INPUT RECORDS section start

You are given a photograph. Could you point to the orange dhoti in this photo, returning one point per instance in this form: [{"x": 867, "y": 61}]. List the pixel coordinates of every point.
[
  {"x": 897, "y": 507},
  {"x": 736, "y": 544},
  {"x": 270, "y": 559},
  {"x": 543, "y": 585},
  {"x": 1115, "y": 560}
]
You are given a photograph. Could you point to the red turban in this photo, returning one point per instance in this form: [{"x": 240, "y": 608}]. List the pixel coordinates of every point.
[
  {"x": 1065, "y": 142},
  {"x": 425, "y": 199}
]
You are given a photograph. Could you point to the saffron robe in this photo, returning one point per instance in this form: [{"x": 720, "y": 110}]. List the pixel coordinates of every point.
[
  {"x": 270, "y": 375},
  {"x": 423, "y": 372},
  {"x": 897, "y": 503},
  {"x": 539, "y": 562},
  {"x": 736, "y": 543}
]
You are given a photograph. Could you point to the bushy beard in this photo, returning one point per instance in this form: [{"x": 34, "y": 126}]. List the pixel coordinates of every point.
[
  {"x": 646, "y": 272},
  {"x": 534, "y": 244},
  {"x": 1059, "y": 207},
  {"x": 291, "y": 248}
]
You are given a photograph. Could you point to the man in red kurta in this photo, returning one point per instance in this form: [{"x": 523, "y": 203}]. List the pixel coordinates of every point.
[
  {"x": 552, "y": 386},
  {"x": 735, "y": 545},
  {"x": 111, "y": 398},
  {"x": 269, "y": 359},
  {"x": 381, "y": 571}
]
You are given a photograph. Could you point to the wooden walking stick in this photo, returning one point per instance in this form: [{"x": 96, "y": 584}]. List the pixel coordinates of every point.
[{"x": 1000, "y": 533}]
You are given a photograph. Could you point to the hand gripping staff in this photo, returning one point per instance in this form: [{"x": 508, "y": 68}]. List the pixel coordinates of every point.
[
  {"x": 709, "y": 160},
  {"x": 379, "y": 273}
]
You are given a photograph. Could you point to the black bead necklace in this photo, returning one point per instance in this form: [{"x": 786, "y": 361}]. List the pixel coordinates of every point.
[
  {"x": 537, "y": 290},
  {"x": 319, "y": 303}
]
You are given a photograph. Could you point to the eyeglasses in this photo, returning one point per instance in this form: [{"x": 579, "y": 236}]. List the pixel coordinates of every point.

INPUT RECORDS section end

#### [EXERCISE DETAILS]
Exactly as they appear above, print all the entries.

#### [SOLUTION TO THIS TASK]
You are given a photograph. Could you point to the orange dhoti in this photo, returning one point per instance in this form: [{"x": 867, "y": 61}]. List the pixel coordinates of every point.
[
  {"x": 897, "y": 507},
  {"x": 736, "y": 544},
  {"x": 270, "y": 559},
  {"x": 543, "y": 585},
  {"x": 1115, "y": 560}
]
You are given a photograph. Could you point to the red turban in this photo, returning one point per instance in this form: [{"x": 240, "y": 608}]. List the pixel coordinates of every point.
[
  {"x": 1065, "y": 142},
  {"x": 425, "y": 199}
]
You are given a photograph. Could you point to the saffron robe in this photo, returning one point per instance in this form: [{"x": 720, "y": 110}]. List the pixel coordinates of every point.
[
  {"x": 270, "y": 375},
  {"x": 423, "y": 372},
  {"x": 897, "y": 503},
  {"x": 539, "y": 562},
  {"x": 736, "y": 543}
]
You are given a photograph. Could you point to the bushy beard in this photo, returning one point per instance in this form: [{"x": 34, "y": 126}]. List the pixel coordinates of every point.
[
  {"x": 646, "y": 272},
  {"x": 534, "y": 244},
  {"x": 1059, "y": 207},
  {"x": 291, "y": 248}
]
You are given a photograph. Could you point to the man in red kurta in this photo, returning one point per instance in this form: [{"x": 523, "y": 203}]. List the pixel coordinates of every point.
[
  {"x": 552, "y": 386},
  {"x": 735, "y": 545},
  {"x": 111, "y": 398},
  {"x": 269, "y": 359},
  {"x": 381, "y": 571}
]
You are given a photograph. Could you point to the wooden walking stick in this photo, returning one point per instance in this form: [{"x": 96, "y": 584}]. List the pixel coordinates of every point.
[{"x": 1000, "y": 533}]
You are given a photograph. Could you point to the hand gripping staff in this photo, returning one point per instance in this form: [{"x": 508, "y": 68}]. List the pixel coordinates of every point.
[
  {"x": 709, "y": 160},
  {"x": 379, "y": 273}
]
You are given a photograph. Could you point to the black bead necklace in this photo, returning one point per instance in this form: [{"x": 786, "y": 361}]. List the pixel coordinates of every point.
[
  {"x": 537, "y": 290},
  {"x": 319, "y": 303}
]
You are given a photograph. Could you point to the eyeglasses in this photo, returning one point per instance in this form: [{"x": 579, "y": 236}]. List the pixel coordinates of every point.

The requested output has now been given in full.